# AMBUSH!



## Summit (Mar 5, 2005)

We backed the ambulance up in front of the town house and got out. We walked up to the door which was ajar, the lights were out and we could hear a young child whining. My partner and I exchanged puzzled looks and stepped in. It was pitch black and we couldn't see a thing. Before we could say a thing, high pitch screaming came from every direction and we were pounded from all sides with small round objects. "HOLY CRAP!" yelled my partner. We were disoriented and being pelted. We hunched down while things wizzed past our heads and we tried to retreat, but it was too late, we were surrounded... the lights came on... we were surrounded... by three middle school girls, a toddler and my partners wife, all of them laughing their heads off as we stood there shocked, empty plastic easter eggs all over the floor at our feet.

We were ambushed! Clearly we ignored the rules of scene safety. We should have called for LEO backup but we were too embarassed. I was then brutalized by the girls while I exchanged heavy easter egg fire until they brought out the heavy weapons: a wet towel for a round of whup the EMT! Despite expert marksmanship with the plastic eggs, the girls were tenacious and violent. I was beaten badly and my hat was taken from me. I had to officially surrender and ask for my hat back with "whipcream sugar and a cherry on top." So, my partner's house is right next to our station in the heart of the district and he stopped by to say hello. My partner got to see his wife and kiddo, we said goodby to the youthgroup and were on our way.

That was our excitement for the night...


----------



## Chimpie (Mar 5, 2005)

At first I was    and then I was  :angry:  but it was a funny story so I'm  :lol:


----------



## Phridae (Mar 6, 2005)

> _Originally posted by Chimpie_@Mar 5 2005, 11:16 PM
> * At first I was    and then I was  :angry:  but it was a funny story so I'm  :lol: *


 Nice use of the smilies.

Great story. Its sad, but I hardly ever think of scene safety. The police are always on scene here. We did have a murder/suicide last month, and that was the only time I thought to stay back until I was told otherwise. (Didn't know it was murder/suicide at first, just a gunshot wound. Shotgun, more like it)  h34r:


----------



## coloradoemt (Mar 6, 2005)

## Recorded data
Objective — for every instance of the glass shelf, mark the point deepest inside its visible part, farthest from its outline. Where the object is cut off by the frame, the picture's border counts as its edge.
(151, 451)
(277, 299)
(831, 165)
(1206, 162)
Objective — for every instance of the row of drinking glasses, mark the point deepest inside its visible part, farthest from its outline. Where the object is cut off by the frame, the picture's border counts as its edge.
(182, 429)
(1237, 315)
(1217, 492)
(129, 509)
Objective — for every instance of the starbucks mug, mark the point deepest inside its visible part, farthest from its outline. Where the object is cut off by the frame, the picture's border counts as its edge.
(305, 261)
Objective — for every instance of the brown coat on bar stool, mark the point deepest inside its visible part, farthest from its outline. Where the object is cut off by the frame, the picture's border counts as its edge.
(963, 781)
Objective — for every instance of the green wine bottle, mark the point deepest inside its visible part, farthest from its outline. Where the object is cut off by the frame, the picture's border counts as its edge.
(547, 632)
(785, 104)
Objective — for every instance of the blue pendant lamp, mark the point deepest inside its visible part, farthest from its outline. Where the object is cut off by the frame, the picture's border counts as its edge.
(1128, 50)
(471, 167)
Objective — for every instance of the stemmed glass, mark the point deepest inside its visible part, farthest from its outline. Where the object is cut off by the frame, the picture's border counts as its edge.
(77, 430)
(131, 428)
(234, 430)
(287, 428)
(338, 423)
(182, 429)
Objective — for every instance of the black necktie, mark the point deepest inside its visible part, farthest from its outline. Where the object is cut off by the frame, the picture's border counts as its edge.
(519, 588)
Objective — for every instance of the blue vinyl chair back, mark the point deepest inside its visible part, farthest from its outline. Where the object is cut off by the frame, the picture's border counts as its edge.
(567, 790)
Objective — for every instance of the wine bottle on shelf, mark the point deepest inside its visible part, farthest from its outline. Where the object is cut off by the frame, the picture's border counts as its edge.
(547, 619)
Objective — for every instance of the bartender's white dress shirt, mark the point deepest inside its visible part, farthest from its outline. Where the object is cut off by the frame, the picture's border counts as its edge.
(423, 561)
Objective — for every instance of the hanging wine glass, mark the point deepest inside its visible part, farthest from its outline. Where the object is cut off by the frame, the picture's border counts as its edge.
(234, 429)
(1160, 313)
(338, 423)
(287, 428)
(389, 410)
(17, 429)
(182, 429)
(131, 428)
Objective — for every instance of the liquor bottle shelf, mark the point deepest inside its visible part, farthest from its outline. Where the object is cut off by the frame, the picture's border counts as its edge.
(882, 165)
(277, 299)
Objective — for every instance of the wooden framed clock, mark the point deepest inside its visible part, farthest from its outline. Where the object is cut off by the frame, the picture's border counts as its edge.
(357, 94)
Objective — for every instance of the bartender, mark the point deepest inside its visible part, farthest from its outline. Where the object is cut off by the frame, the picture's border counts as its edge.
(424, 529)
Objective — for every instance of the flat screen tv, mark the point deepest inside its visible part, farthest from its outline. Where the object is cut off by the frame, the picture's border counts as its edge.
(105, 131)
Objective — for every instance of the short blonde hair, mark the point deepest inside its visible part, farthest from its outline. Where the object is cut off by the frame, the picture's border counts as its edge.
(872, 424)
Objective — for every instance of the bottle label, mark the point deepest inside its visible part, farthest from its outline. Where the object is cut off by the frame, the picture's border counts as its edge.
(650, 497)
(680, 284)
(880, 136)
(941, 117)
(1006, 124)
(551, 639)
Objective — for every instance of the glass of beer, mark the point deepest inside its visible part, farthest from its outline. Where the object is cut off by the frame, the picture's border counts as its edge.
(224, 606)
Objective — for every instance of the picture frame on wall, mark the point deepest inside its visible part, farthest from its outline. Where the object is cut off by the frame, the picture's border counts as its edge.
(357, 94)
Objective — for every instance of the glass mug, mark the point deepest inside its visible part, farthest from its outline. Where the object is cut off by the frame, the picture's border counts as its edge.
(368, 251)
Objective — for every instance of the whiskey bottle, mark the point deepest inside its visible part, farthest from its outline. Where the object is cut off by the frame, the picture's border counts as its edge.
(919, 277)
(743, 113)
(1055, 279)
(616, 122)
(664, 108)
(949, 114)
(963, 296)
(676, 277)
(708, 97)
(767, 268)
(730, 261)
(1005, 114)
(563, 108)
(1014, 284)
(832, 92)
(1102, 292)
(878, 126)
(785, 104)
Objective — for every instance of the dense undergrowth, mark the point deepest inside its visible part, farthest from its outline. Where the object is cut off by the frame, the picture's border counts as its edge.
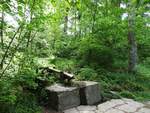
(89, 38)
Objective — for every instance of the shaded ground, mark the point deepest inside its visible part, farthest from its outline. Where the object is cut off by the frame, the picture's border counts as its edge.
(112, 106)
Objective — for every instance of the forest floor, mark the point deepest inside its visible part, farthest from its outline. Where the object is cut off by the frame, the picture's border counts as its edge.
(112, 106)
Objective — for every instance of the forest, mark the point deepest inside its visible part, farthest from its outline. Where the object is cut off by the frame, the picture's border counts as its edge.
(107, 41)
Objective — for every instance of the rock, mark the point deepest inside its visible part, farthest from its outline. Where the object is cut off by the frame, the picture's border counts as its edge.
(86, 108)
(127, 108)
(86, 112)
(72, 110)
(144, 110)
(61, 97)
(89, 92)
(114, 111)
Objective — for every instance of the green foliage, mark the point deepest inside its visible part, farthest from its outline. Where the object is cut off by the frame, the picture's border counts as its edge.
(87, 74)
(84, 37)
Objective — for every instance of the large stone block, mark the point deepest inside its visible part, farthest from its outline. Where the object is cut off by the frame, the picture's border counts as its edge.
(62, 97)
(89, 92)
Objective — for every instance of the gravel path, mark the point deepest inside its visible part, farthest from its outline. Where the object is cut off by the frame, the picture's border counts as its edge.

## What to do
1. Translate this sentence from the forum thread into Spanish: "Clearly we ignored the rules of scene safety."
2. Retype everything in the forum thread from "Nice use of" down to "coloradoemt (Mar 6, 2005)".
The items have no connection to the forum thread.

## Solved tasks
1. Claramente ignoramos las reglas de seguridad en la escena.

2.
Nice use of the smilies.

Great story. Its sad, but I hardly ever think of scene safety. The police are always on scene here. We did have a murder/suicide last month, and that was the only time I thought to stay back until I was told otherwise. (Didn't know it was murder/suicide at first, just a gunshot wound. Shotgun, more like it)  h34r:


----------



## coloradoemt (Mar 6, 2005)